Work to do:
• a. Answer these questions using the HR-10 fees text, one answer per line, marked to match:
(i) What percentage of Purchase Payments is the sales load imposed on purchases?
(ii) When is the $250 annuity purchase fee charged?
(iii) In which years did CAC not deduct the charge for maintaining individual accounting records?
• b. Return the passage of the HR-10 fees text between "Your Transaction Expenses" and "Expenses (as a percentage of Purchase Payments)", inclusive, copied word for word.

Article:
** START **

Contract for Hr-10 Plans Fees and Expenses

 

Your Transaction Expenses

         

Sales Load Imposed on Purchases (as a percentage of Purchase Payments)

   7.00%

Administrative Expenses (as a percentage of Purchase Payments)

   1.50%

Deferred Sales Load, as applicable

   None

Surrender Fee (as a percentage of Purchase Payments received prior to withdrawal), if applicable

   2.00%

Exchange Fee

   1.00%

Fixed Rate Annuity Purchase Fee

   $250

Individual Accounting Fee

   $20

Accounting Withdrawal Fee

   $10

Annual Contract Fee

   None

Annual Expenses

         

(as a percentage of average net assets)

         

Management Fee

   0.50%

Mortality and Expense Risk Fees

   None

Other Expenses

         

Service Fee

   0.33%     

Total Other Expenses

   0.33%

Total Annual Expenses

   0.83%

 

6


Example    1 year    3 years    5 years    10 years
If you surrender your Contract at the end of the applicable time period:                            

You would pay the following expenses on a $1,000 investment, assuming 5% annual return on assets:

   $ 143    $ 185    $ 223    $ 322

If you annuitize at the end of the applicable time period:

                           

You would pay the following expenses on a $1,000 investment, assuming 5% annual return on assets:

   $ 393    $ 435    $ 473    $ 572

If you do not surrender your Contract:

                           

You would pay the following expenses on a $1,000 investment, assuming 5% annual return on assets:

   $ 173    $ 215    $ 253    $ 362

 

We designed this table to help you understand the various costs and expenses that you will bear directly or indirectly. Contractholders currently pay an annual fee of .83% of average net assets. In addition to the expenses described above, premium taxes may be applicable. The information presented in the example listed above should not be considered a representation of past or future expenses. Actual expenses may be greater or lesser than those shown in the example. We deduct a sales load under these Contracts that vary from 0% to 7% depending on the Contract. The administrative expense under these Contracts varies from 0% to 1.5% depending on the contract. The participant has several different annuity options from which to choose. We charge a $250 annuity purchase fee only if the participant chooses a fixed rate annuity. CAC may deduct an additional charge for the maintenance of individual accounting records, not to exceed $20 for each new entrant and $10 per year per participant thereafter and $10 at each withdrawal. CAC did not deduct this charge in 2003, 2004 or 2005. We deduct a $10 exchange fee for the second and succeeding transfer in most of the HR-10 Plan Contracts. We deduct a surrender fee (termination charge) of 2% of the Purchase Payments received prior to withdrawal when your Account is terminated and the entire interest in the Contract is withdrawn. We deduct a termination charge of 2% of the pro rata amount of Purchase Payments received when you withdraw part of your interest in the Contract.

** END **

Listed entries:
** START **

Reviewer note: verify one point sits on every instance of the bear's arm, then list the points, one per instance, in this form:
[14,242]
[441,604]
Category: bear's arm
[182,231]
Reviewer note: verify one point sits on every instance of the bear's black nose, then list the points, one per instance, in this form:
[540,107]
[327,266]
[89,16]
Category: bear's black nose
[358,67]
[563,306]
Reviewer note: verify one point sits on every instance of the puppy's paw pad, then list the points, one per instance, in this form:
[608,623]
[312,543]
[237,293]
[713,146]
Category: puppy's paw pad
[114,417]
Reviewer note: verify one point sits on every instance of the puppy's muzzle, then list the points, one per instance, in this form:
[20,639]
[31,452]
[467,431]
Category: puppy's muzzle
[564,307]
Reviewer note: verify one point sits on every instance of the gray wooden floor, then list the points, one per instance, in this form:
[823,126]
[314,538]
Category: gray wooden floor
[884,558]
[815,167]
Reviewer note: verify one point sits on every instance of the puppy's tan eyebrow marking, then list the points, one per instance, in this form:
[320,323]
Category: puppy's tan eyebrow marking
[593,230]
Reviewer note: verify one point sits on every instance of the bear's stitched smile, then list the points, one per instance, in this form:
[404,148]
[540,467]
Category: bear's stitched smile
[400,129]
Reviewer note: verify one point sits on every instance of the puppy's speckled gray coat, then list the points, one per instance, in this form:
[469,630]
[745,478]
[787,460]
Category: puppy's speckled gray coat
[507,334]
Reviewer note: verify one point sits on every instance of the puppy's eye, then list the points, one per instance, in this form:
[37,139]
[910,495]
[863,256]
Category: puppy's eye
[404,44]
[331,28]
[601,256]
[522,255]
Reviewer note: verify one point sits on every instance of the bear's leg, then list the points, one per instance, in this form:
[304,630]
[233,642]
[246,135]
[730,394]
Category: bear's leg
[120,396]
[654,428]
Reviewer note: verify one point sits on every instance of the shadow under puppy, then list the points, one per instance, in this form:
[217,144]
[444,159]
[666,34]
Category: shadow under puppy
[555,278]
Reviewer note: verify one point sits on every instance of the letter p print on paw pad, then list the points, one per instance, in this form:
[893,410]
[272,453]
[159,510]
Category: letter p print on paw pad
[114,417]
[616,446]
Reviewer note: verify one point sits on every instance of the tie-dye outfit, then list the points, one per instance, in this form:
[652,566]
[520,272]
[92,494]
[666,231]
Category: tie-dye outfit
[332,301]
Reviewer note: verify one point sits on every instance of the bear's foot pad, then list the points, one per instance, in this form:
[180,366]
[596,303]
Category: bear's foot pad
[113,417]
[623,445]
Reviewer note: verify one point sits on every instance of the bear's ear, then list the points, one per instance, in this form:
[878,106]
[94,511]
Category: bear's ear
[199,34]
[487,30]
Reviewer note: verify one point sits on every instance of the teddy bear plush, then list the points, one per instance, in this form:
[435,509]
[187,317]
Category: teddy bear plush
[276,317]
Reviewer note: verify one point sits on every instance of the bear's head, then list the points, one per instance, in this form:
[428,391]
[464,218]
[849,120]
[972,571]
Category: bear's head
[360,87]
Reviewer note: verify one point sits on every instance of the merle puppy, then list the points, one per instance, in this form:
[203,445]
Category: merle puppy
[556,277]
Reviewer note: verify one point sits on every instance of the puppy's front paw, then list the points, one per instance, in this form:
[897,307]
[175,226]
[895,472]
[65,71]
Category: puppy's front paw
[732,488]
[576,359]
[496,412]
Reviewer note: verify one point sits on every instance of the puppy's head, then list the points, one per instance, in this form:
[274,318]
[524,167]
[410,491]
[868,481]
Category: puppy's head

** END **

Answers below:
• a.
(i) 7.00%
(ii) Only if the participant chooses a fixed rate annuity.
(iii) 2003, 2004 and 2005.

• b.
Your Transaction Expenses

         

Sales Load Imposed on Purchases (as a percentage of Purchase Payments)

   7.00%

Administrative Expenses (as a percentage of Purchase Payments)